• Activity
All the data must be output exactly as given.

Dataset entries
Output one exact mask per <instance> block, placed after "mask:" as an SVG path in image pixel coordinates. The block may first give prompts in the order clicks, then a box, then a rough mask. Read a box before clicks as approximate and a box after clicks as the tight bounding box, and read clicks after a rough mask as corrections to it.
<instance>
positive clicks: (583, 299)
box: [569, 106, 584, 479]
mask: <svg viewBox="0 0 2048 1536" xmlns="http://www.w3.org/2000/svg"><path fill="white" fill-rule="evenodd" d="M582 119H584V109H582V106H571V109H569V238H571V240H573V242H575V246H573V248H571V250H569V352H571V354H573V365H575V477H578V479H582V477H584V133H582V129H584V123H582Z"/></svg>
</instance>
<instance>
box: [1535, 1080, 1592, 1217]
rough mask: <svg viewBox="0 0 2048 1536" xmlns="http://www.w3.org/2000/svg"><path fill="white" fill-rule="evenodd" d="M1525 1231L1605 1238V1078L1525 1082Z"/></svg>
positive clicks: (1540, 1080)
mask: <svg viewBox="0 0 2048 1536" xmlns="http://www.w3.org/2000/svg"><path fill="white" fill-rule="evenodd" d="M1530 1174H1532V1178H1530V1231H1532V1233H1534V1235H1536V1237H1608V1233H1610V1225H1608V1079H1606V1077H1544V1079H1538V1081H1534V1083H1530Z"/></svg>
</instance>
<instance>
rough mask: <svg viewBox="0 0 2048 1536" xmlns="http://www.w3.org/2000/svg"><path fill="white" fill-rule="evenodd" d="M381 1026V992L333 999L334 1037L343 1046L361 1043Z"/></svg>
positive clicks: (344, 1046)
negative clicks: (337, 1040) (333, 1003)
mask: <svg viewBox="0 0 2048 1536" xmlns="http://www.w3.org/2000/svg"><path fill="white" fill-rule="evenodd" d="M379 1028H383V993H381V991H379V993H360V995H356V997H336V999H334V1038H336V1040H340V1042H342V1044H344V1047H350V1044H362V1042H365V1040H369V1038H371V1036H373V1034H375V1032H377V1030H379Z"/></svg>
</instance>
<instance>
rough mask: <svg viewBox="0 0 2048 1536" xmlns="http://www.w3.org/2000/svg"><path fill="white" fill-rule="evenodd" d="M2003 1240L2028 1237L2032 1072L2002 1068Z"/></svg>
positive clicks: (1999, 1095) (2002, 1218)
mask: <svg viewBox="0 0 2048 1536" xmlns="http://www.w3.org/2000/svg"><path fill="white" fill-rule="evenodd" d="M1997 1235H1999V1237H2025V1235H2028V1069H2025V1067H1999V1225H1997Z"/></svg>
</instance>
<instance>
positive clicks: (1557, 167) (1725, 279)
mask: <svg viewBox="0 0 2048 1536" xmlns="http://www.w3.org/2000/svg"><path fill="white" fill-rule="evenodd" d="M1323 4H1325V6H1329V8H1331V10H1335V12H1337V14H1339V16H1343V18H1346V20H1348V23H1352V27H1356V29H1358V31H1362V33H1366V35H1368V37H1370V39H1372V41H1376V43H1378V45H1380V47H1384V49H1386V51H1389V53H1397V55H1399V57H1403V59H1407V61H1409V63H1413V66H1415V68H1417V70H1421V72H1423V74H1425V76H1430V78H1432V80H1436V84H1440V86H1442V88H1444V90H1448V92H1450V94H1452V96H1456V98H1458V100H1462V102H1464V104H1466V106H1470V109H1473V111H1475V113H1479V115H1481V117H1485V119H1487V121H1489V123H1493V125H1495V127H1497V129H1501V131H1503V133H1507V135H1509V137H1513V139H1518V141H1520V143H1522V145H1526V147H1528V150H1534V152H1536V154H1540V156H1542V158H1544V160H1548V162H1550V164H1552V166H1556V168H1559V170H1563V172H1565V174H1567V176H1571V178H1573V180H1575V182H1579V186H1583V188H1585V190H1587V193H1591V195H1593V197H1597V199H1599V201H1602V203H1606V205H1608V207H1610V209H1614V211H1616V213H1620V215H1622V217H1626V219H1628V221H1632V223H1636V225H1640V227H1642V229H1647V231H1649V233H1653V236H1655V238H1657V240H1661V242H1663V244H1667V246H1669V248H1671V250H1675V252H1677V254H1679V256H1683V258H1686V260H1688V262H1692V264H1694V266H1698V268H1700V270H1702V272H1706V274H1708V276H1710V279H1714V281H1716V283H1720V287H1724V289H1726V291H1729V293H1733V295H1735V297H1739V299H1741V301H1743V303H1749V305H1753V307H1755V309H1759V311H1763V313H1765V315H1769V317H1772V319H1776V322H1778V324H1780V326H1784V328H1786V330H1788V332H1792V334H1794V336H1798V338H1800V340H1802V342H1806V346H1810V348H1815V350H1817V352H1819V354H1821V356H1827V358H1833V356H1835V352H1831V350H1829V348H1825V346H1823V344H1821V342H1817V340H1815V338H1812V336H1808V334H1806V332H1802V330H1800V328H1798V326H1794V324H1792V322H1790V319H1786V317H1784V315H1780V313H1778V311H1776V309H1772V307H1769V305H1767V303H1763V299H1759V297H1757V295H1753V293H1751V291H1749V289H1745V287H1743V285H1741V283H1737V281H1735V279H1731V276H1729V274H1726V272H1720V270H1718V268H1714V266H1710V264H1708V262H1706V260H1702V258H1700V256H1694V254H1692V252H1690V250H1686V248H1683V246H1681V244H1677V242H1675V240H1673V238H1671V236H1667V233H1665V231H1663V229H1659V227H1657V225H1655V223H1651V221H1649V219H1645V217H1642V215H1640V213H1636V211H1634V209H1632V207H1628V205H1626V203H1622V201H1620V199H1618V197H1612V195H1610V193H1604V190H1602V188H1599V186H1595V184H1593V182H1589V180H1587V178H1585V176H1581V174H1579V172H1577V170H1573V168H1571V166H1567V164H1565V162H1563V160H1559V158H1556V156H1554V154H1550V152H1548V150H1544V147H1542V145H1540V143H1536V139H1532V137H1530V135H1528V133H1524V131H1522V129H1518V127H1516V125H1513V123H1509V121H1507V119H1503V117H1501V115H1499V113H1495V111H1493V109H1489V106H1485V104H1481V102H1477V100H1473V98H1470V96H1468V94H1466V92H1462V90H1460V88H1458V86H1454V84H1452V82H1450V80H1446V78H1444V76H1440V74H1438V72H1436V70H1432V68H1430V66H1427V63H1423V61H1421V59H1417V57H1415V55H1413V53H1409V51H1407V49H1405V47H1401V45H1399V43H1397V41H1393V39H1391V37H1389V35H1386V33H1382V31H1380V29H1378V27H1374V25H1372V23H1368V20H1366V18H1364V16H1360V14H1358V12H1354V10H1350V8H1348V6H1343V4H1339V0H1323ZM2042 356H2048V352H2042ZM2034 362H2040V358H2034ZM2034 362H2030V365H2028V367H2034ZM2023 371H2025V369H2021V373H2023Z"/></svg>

• Written response
Output one exact mask per <instance> block, placed after "mask:" as an SVG path in image pixel coordinates. The block may first give prompts in the order clicks, then a box, then a rough mask. Read a box before clicks as approximate and a box after clicks as the tight bounding box, and read clicks after a rough mask as corrections to it.
<instance>
positive clicks: (583, 299)
box: [569, 106, 584, 479]
mask: <svg viewBox="0 0 2048 1536" xmlns="http://www.w3.org/2000/svg"><path fill="white" fill-rule="evenodd" d="M582 119H584V109H582V106H571V109H569V238H571V240H573V242H575V246H573V248H571V250H569V352H571V354H573V365H575V477H578V479H582V477H584V133H582V129H584V123H582Z"/></svg>
</instance>
<instance>
box: [1535, 1080, 1592, 1217]
rough mask: <svg viewBox="0 0 2048 1536" xmlns="http://www.w3.org/2000/svg"><path fill="white" fill-rule="evenodd" d="M1525 1231L1605 1238V1078L1525 1082Z"/></svg>
positive clicks: (1540, 1080)
mask: <svg viewBox="0 0 2048 1536" xmlns="http://www.w3.org/2000/svg"><path fill="white" fill-rule="evenodd" d="M1530 1174H1532V1178H1530V1231H1532V1233H1534V1235H1536V1237H1608V1233H1610V1225H1608V1079H1606V1077H1544V1079H1538V1081H1534V1083H1530Z"/></svg>
</instance>
<instance>
rough mask: <svg viewBox="0 0 2048 1536" xmlns="http://www.w3.org/2000/svg"><path fill="white" fill-rule="evenodd" d="M381 1026V992L333 999L334 1037L343 1046L361 1043Z"/></svg>
positive clicks: (344, 1046)
negative clicks: (337, 1040) (333, 1003)
mask: <svg viewBox="0 0 2048 1536" xmlns="http://www.w3.org/2000/svg"><path fill="white" fill-rule="evenodd" d="M379 1028H383V993H381V991H379V993H360V995H356V997H336V999H334V1038H336V1040H340V1042H342V1044H344V1047H350V1044H362V1042H365V1040H369V1038H371V1036H373V1034H375V1032H377V1030H379Z"/></svg>
</instance>
<instance>
rough mask: <svg viewBox="0 0 2048 1536" xmlns="http://www.w3.org/2000/svg"><path fill="white" fill-rule="evenodd" d="M2003 1240L2028 1237L2032 1072L2002 1068Z"/></svg>
positive clicks: (1999, 1095) (2002, 1218)
mask: <svg viewBox="0 0 2048 1536" xmlns="http://www.w3.org/2000/svg"><path fill="white" fill-rule="evenodd" d="M1997 1235H1999V1237H2025V1235H2028V1069H2025V1067H1999V1225H1997Z"/></svg>
</instance>
<instance>
positive clicks: (1557, 167) (1725, 279)
mask: <svg viewBox="0 0 2048 1536" xmlns="http://www.w3.org/2000/svg"><path fill="white" fill-rule="evenodd" d="M1323 4H1325V6H1329V8H1331V10H1335V12H1337V14H1339V16H1343V18H1346V20H1348V23H1352V27H1356V29H1358V31H1362V33H1366V35H1368V37H1370V39H1372V41H1376V43H1378V45H1380V47H1384V49H1386V51H1389V53H1397V55H1399V57H1403V59H1407V61H1409V63H1413V66H1415V68H1417V70H1421V72H1423V74H1425V76H1430V78H1432V80H1436V84H1440V86H1442V88H1444V90H1448V92H1450V94H1452V96H1456V98H1458V100H1462V102H1464V104H1466V106H1470V109H1473V111H1475V113H1479V115H1481V117H1485V119H1487V121H1489V123H1493V125H1495V127H1497V129H1501V131H1503V133H1507V135H1509V137H1513V139H1518V141H1520V143H1522V145H1526V147H1528V150H1534V152H1536V154H1540V156H1542V158H1544V160H1548V162H1550V164H1552V166H1556V168H1559V170H1563V172H1565V174H1567V176H1571V178H1573V180H1575V182H1579V186H1583V188H1585V190H1587V193H1591V195H1593V197H1597V199H1599V201H1602V203H1606V205H1608V207H1610V209H1614V211H1616V213H1620V215H1622V217H1626V219H1628V221H1632V223H1636V225H1640V227H1642V229H1647V231H1649V233H1653V236H1655V238H1657V240H1661V242H1663V244H1667V246H1669V248H1671V250H1675V252H1677V254H1679V256H1683V258H1686V260H1688V262H1692V264H1694V266H1698V268H1700V270H1702V272H1706V274H1708V276H1710V279H1714V281H1716V283H1720V287H1724V289H1726V291H1729V293H1733V295H1735V297H1739V299H1741V301H1743V303H1749V305H1753V307H1755V309H1759V311H1763V313H1765V315H1769V317H1772V319H1776V322H1778V324H1780V326H1784V328H1786V330H1788V332H1792V334H1794V336H1798V338H1800V340H1802V342H1806V346H1810V348H1815V350H1817V352H1819V354H1821V356H1827V358H1833V356H1835V352H1831V350H1829V348H1825V346H1823V344H1821V342H1817V340H1815V338H1812V336H1808V334H1806V332H1802V330H1800V328H1798V326H1794V324H1792V322H1790V319H1786V317H1784V315H1780V313H1778V311H1776V309H1772V307H1769V305H1767V303H1763V299H1759V297H1757V295H1753V293H1751V291H1749V289H1745V287H1743V285H1741V283H1737V281H1735V279H1731V276H1729V274H1726V272H1720V270H1718V268H1714V266H1710V264H1708V262H1706V260H1702V258H1700V256H1694V254H1692V252H1690V250H1686V248H1683V246H1681V244H1677V242H1675V240H1673V238H1671V236H1667V233H1665V231H1663V229H1659V227H1657V225H1655V223H1651V221H1649V219H1645V217H1642V215H1640V213H1636V211H1634V209H1632V207H1628V205H1626V203H1622V201H1620V199H1618V197H1612V195H1610V193H1604V190H1602V188H1599V186H1595V184H1593V182H1589V180H1587V178H1585V176H1581V174H1579V172H1577V170H1573V168H1571V166H1567V164H1565V162H1563V160H1559V158H1556V156H1554V154H1550V152H1548V150H1544V147H1542V145H1540V143H1536V139H1532V137H1530V135H1528V133H1524V131H1522V129H1518V127H1516V125H1513V123H1509V121H1507V119H1503V117H1501V115H1499V113H1495V111H1493V109H1489V106H1485V104H1481V102H1477V100H1473V98H1470V96H1468V94H1466V92H1462V90H1460V88H1458V86H1454V84H1452V82H1450V80H1446V78H1444V76H1440V74H1438V72H1436V70H1432V68H1430V66H1427V63H1423V61H1421V59H1417V57H1415V55H1413V53H1409V51H1407V49H1405V47H1401V45H1399V43H1397V41H1393V39H1391V37H1389V35H1386V33H1382V31H1380V29H1378V27H1374V25H1372V23H1368V20H1366V18H1364V16H1360V14H1358V12H1354V10H1350V8H1348V6H1343V4H1339V0H1323ZM2042 356H2048V352H2042ZM2034 362H2040V358H2034ZM2034 362H2030V365H2028V367H2034ZM2023 371H2025V369H2021V373H2023Z"/></svg>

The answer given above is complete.